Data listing
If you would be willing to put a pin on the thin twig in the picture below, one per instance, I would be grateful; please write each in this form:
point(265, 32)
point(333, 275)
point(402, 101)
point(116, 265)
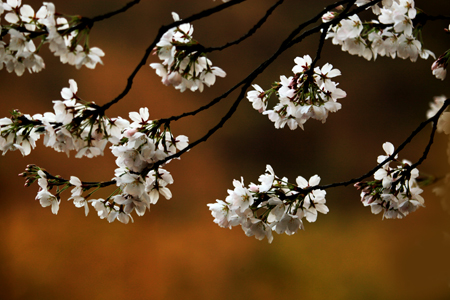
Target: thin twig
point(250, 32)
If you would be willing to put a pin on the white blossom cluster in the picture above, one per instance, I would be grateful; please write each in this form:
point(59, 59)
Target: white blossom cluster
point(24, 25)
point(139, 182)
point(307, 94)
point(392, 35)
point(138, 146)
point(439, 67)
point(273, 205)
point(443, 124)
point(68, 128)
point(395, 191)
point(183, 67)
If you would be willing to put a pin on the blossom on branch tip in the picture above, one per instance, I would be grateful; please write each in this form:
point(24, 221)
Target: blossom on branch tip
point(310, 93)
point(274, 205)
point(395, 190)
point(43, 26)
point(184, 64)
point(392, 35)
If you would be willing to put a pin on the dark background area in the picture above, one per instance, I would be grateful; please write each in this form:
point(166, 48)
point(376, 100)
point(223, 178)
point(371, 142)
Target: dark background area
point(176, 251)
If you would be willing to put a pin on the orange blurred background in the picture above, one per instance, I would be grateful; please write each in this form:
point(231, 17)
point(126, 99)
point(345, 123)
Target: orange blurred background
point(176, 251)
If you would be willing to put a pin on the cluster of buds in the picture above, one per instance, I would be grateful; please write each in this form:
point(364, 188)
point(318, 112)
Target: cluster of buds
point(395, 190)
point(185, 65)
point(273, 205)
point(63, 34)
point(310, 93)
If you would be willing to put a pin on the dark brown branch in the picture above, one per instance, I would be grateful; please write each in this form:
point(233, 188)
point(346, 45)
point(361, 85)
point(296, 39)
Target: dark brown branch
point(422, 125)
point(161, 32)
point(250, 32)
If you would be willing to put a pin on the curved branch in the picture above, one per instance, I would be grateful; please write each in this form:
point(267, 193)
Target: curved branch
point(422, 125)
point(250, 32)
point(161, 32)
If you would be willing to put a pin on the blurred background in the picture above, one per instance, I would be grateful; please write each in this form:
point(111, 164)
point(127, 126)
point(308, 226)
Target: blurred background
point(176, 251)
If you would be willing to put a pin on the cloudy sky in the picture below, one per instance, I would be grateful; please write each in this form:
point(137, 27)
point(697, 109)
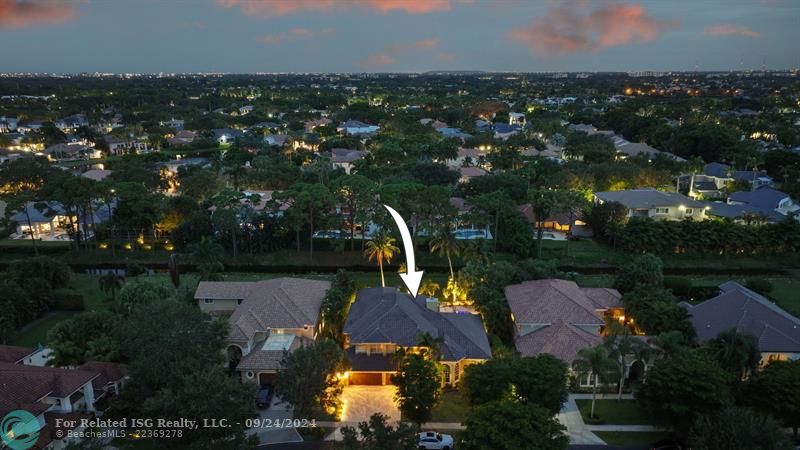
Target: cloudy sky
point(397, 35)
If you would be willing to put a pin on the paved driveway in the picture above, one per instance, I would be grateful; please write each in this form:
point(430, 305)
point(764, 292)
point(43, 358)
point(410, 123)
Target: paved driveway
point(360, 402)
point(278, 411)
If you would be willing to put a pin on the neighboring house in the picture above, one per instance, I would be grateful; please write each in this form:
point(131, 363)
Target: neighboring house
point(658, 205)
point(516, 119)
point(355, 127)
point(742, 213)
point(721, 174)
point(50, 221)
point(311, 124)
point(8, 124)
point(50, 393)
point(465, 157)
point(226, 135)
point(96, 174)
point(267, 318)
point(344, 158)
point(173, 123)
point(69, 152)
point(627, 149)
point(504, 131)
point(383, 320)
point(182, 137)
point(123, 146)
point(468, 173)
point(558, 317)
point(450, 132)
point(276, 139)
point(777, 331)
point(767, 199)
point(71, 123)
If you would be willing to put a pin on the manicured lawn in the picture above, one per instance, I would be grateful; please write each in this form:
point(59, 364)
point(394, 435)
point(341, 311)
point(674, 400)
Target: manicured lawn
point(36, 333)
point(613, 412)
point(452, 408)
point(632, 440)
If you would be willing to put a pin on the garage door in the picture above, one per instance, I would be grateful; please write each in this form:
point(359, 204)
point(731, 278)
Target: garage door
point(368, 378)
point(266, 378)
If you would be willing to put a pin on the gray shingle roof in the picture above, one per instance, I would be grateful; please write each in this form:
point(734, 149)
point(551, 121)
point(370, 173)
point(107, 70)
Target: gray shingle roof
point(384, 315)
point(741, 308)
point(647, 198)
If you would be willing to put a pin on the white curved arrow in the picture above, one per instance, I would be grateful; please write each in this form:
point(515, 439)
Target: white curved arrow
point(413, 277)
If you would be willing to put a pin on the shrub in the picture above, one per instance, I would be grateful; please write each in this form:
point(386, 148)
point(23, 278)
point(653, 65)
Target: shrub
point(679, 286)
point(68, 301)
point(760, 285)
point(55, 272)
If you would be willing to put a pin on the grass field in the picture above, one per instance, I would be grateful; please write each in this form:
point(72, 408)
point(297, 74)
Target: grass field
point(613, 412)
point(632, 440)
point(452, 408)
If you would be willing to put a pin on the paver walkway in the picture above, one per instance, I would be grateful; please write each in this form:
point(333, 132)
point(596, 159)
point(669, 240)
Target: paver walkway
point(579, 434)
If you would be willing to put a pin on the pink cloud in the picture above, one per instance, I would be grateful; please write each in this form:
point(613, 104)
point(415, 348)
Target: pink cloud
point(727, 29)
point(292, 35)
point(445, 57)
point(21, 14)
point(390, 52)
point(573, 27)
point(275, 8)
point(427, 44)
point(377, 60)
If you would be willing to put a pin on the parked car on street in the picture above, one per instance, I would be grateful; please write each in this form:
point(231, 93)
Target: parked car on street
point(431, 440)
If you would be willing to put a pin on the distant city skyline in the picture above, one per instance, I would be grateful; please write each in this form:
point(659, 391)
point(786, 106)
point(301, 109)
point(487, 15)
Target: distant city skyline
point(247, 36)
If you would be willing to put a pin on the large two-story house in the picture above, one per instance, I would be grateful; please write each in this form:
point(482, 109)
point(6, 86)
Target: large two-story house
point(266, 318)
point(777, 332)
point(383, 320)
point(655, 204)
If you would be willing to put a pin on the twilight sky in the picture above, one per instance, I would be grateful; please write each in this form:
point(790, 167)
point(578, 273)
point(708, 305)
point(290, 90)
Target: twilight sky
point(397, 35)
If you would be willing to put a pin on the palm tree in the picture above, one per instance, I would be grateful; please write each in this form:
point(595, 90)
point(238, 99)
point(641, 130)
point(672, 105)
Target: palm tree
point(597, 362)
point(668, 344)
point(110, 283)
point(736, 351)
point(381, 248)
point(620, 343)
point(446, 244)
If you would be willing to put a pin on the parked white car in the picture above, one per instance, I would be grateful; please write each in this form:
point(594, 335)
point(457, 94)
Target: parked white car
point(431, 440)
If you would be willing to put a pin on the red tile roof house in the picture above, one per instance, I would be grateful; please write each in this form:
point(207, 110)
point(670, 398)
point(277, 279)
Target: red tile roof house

* _The problem_
Please quote the entire listing above verbatim, leaving out the pictures.

* _Task result_
If you would be willing to put a pin on the thin twig in the picture below, one per instance, I would be grateful; please write each in this form:
point(265, 32)
point(333, 275)
point(402, 101)
point(116, 265)
Target: thin twig
point(250, 32)
If you would be willing to put a pin on the white blossom cluster in the picture above, one per instance, I would be grateful; please write each in this form:
point(59, 59)
Target: white blossom cluster
point(24, 25)
point(139, 182)
point(307, 94)
point(392, 35)
point(138, 146)
point(439, 67)
point(273, 205)
point(443, 124)
point(68, 128)
point(395, 191)
point(183, 67)
If you would be willing to put a pin on the blossom on branch tip in the picture above, one per instance, I would be grateful; please write each in this form:
point(24, 221)
Target: blossom on branch tip
point(310, 93)
point(274, 205)
point(395, 190)
point(43, 26)
point(184, 64)
point(392, 35)
If you would be willing to put a pin on the dark background area in the picture above, one per instance, I would be grateful; please write each in this form:
point(166, 48)
point(376, 100)
point(223, 178)
point(371, 142)
Target: dark background area
point(176, 251)
If you would be willing to put a pin on the orange blurred background in the picture above, one per instance, I would be grateful; please write each in this form:
point(231, 17)
point(126, 99)
point(345, 123)
Target: orange blurred background
point(176, 251)
If you would be willing to put a pin on the cluster of buds in the picture above, one per instance, I would be grateful; please write each in this form:
point(364, 188)
point(318, 112)
Target: cluster of buds
point(395, 190)
point(185, 65)
point(273, 205)
point(63, 34)
point(310, 93)
If you would be willing to put a pin on the dark brown branch in the picture above, one per instance, I would be grateful; please write each in this form:
point(233, 188)
point(346, 45)
point(361, 85)
point(296, 39)
Target: dark brown branch
point(422, 125)
point(161, 32)
point(250, 32)
If you would be willing to put a pin on the curved branch in the picture above, one per instance, I would be grateful; please write each in this form:
point(267, 193)
Target: curved branch
point(422, 125)
point(250, 32)
point(161, 32)
If you would be willing to put a pin on the blurred background in the picture above, one per instance, I would be grateful; please write each in this form:
point(111, 164)
point(127, 126)
point(308, 226)
Target: blurred background
point(176, 251)
If you would be willing to put a pin on the cloudy sky in the picture below, one per instance, I would be grateful; please write each in this form:
point(137, 27)
point(697, 109)
Target: cloudy sky
point(397, 35)
If you would be willing to put a pin on the paved driveway in the picture above, one per instance, I would be grateful; please write each in this form:
point(430, 305)
point(764, 292)
point(43, 358)
point(410, 123)
Target: paved driveway
point(360, 402)
point(278, 411)
If you would be willing to put a pin on the neighboring house in the picture above, one per instance, I would be grateful; please write each in this form:
point(131, 363)
Target: neighboring house
point(658, 205)
point(516, 119)
point(355, 127)
point(742, 213)
point(721, 174)
point(50, 221)
point(311, 124)
point(8, 124)
point(50, 393)
point(465, 157)
point(226, 135)
point(96, 174)
point(267, 318)
point(344, 158)
point(173, 123)
point(69, 152)
point(627, 149)
point(504, 131)
point(383, 320)
point(182, 137)
point(123, 146)
point(468, 173)
point(558, 317)
point(450, 132)
point(276, 139)
point(777, 331)
point(767, 199)
point(71, 123)
If you would be willing to put a pin on the manicured lawn in the picture above, one per instance, I would be grateful; please write each in this form:
point(59, 364)
point(394, 435)
point(341, 311)
point(674, 400)
Target: manicured lawn
point(36, 333)
point(613, 412)
point(452, 408)
point(632, 440)
If you would be willing to put a pin on the garage door in the picture above, one per instance, I would be grateful; please write each in this form:
point(359, 204)
point(731, 278)
Target: garage door
point(368, 378)
point(266, 378)
If you would be willing to put a pin on the gray shingle roof in the picture above, one per instance, I would be grateful; please write each in this form:
point(734, 149)
point(551, 121)
point(370, 173)
point(107, 70)
Target: gray shingle roof
point(384, 315)
point(741, 308)
point(647, 198)
If you would be willing to put a pin on the white curved arrow in the picture above, one per instance, I would be grateful; please write each in this form:
point(515, 439)
Target: white curved arrow
point(413, 277)
If you would be willing to put a pin on the shrub in the picture above, one per instance, I would be grateful; please write each in this form:
point(386, 148)
point(23, 278)
point(653, 65)
Target: shrub
point(679, 286)
point(68, 301)
point(760, 285)
point(55, 272)
If you would be willing to put a pin on the grass field in the picture above, one per instance, I would be grateful; please write each in this form:
point(72, 408)
point(297, 74)
Target: grass field
point(613, 412)
point(632, 440)
point(452, 408)
If you would be willing to put a pin on the paver walkway in the picture above, one per instance, I would be grateful; please write each in this form:
point(333, 132)
point(596, 159)
point(669, 240)
Target: paver walkway
point(579, 434)
If you would be willing to put a pin on the pink cloud in the picture above, one per instance, I would be grateful; please write each in this form:
point(613, 104)
point(415, 348)
Target: pink cloud
point(727, 29)
point(292, 35)
point(445, 57)
point(21, 14)
point(390, 52)
point(573, 27)
point(275, 8)
point(427, 44)
point(377, 60)
If you would be willing to put a pin on the parked car on street in the picture above, one per instance, I would be grateful; please write each in this form:
point(231, 93)
Target: parked car on street
point(431, 440)
If you would be willing to put a pin on the distant city skyline in the picture above, one per instance, I would be grateful; please write each in this form:
point(659, 391)
point(786, 106)
point(301, 109)
point(487, 15)
Target: distant city skyline
point(247, 36)
If you would be willing to put a pin on the large two-story house in the picture above, one per instance, I would be grateful; please write each in this form:
point(482, 109)
point(6, 86)
Target: large two-story house
point(266, 318)
point(777, 332)
point(383, 320)
point(655, 204)
If you would be willing to put a pin on the twilight sky in the picture above, one per instance, I would be grateful; please write each in this form:
point(790, 167)
point(578, 273)
point(708, 305)
point(290, 90)
Target: twilight sky
point(397, 35)
If you would be willing to put a pin on the palm tree in the picture above, one per instance, I would be grateful; please write each in this form:
point(595, 90)
point(238, 99)
point(641, 130)
point(672, 105)
Target: palm tree
point(597, 362)
point(668, 344)
point(110, 283)
point(736, 351)
point(381, 248)
point(620, 343)
point(446, 244)
If you would be willing to put a pin on the parked white car in the picture above, one per instance, I would be grateful; please write each in this form:
point(594, 335)
point(457, 94)
Target: parked white car
point(431, 440)
If you would be willing to put a pin on the red tile roof house in the picture above, one per instance, I would be grateful; please write each in this form:
point(207, 110)
point(670, 398)
point(277, 279)
Target: red tile roof house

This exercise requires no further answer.